* _ACTIVIDAD 1_:
Responde con base en el texto sobre Jorge Eduardo Vélez Arango:
(a) ¿Qué dos libros de cuentos le entregó Vélez Arango a quien escribe?
(b) ¿De quién heredó Vélez Arango la pasión por escribir?
(c) ¿Qué fue a estudiar Vélez Arango a París?
* _ACTIVIDAD 2_:
Prolonga el texto sobre Jorge Eduardo Vélez Arango a partir de su última oración.

* _TEXTO PARA LEER_:
:::

Adriana Villegas Botero escribió hace poco en su columna de La Patria que cuando se entera de la muerte de un escritor caldense corre a su biblioteca para buscar los libros escritos por el autor fallecido. Igual me pasa a mi. Y eso hice al enterarme del fallecimiento de Jorge Eduardo Vélez Arango. Allí tenía, con dedicatoria, varios de sus libros. Al tomarlos en mis manos, recordé que cuando me entregó Inventario de sueños y Diario de un contador, dos libros de cuentos, me advirtió que continuaba trabajando la palabra con la misma pasión con que lo hizo cuando escribió Una novela sin título. Como hacía varios años no había vuelto a escribir columnas de carácter literario, lo invité entonces a que escribiera en el quincenario La Verdad, periódico que yo dirigía en el año 2005.
A Jorge Eduardo Vélez Arango la literatura le llegó por los caminos de la sangre. La pasión por escribir la heredó de su abuelo, Rafael Arango Villegas. Asistencia y camas, el célebre libro por él escrito, debió haber sido en sus tiempos de niño un gran alimento para su espíritu. Lo mismo Cómo narraba la historia sagrada el maestro Feliciano Ríos. Aunque nunca se lo pregunté, es de suponer que estos dos libros lo marcaron intelectualmente, dejaron huella en su mente inquieta y le señalaron senderos para trabajar con la palabra. Quienes tuvieron la oportunidad de compartir con él salón de clase en el Colegio San Luis Gonzaga señalan que sobresalía como estudiante. Ninguno de los que fueron sus compañeros de esa época se sorprendió cuando viajó a Paris para estudiar economía y planeación.

:::

[Datos de localización de puntos en imágenes]
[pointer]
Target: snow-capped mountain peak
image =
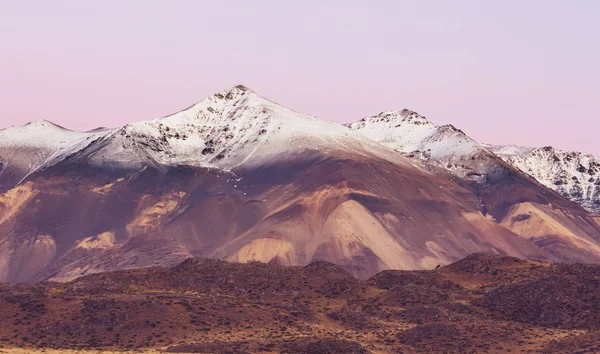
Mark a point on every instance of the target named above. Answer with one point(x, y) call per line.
point(413, 135)
point(575, 175)
point(231, 128)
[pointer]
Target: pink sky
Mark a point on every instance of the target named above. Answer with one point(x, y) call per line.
point(512, 72)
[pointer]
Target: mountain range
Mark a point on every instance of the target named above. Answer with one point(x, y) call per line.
point(241, 178)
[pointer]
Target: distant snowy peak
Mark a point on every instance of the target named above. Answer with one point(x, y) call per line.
point(233, 128)
point(228, 129)
point(575, 175)
point(411, 134)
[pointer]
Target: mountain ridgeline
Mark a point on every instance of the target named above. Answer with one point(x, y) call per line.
point(240, 178)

:::

* _RESPUESTA ESPERADA 1_:
(a) Inventario de sueños y Diario de un contador.
(b) De su abuelo, Rafael Arango Villegas.
(c) Economía y planeación.

* _RESPUESTA ESPERADA 2_:
Al revisar los artículos publicados en La Verdad, encuentro que Vélez Arango conservaba, nítidas, en su memoria, las imágenes de ese París que conoció en los años setenta. “Junto a la Iglesia de Saint Germain, en pleno barrio latino, en aquella callecita que lleva el nombre del poeta surrealista Apollinaire, se reunían varios jóvenes. Ahí estaba Simone de Beauvoir, la amada de Jean Paul Sartre”, escribe en una columna. Las menciones a las calles parisinas, a su cultura, a los cafés donde se reunían grandes escritores, a las aguas del rio Sena, al Arco del Triunfo, al Centro Cultural Georges Pompidou, al Museo del Louvre y a la historia misma de la ciudad dejan ver que su admiración por la cultura francesa era inmensa. Hay en esos artículos una mirada profunda a los espacios que le dan identidad a París
El autor de Parábolas de la niña que era poeta tenía corazón de niño. La ternura se advierte en sus narraciones infantiles. También sus preocupaciones temáticas. Una noche cualquiera le dio por irse para La Bahía, el trasnochadero que quedaba en la calle 21, con una guitarra, a cantar tangos. Quería saber cómo respondía la gente a la música de los guitarristas. Cuando, después de cantar, miró el recipiente que había puesto en el suelo para que la gente dejara algún dinero, comprobó que no eran solidarios. Le causó indignación. Escribió entonces, en un artículo titulado “Pequeña tragedia en Do Mayor”, que quiso conocer las dificultades de los artistas callejeros. Así era Vélez Arango. Un hombre sencillo, con sensibilidad artística, que nunca hizo alarde de ser parte de una familia acomodada.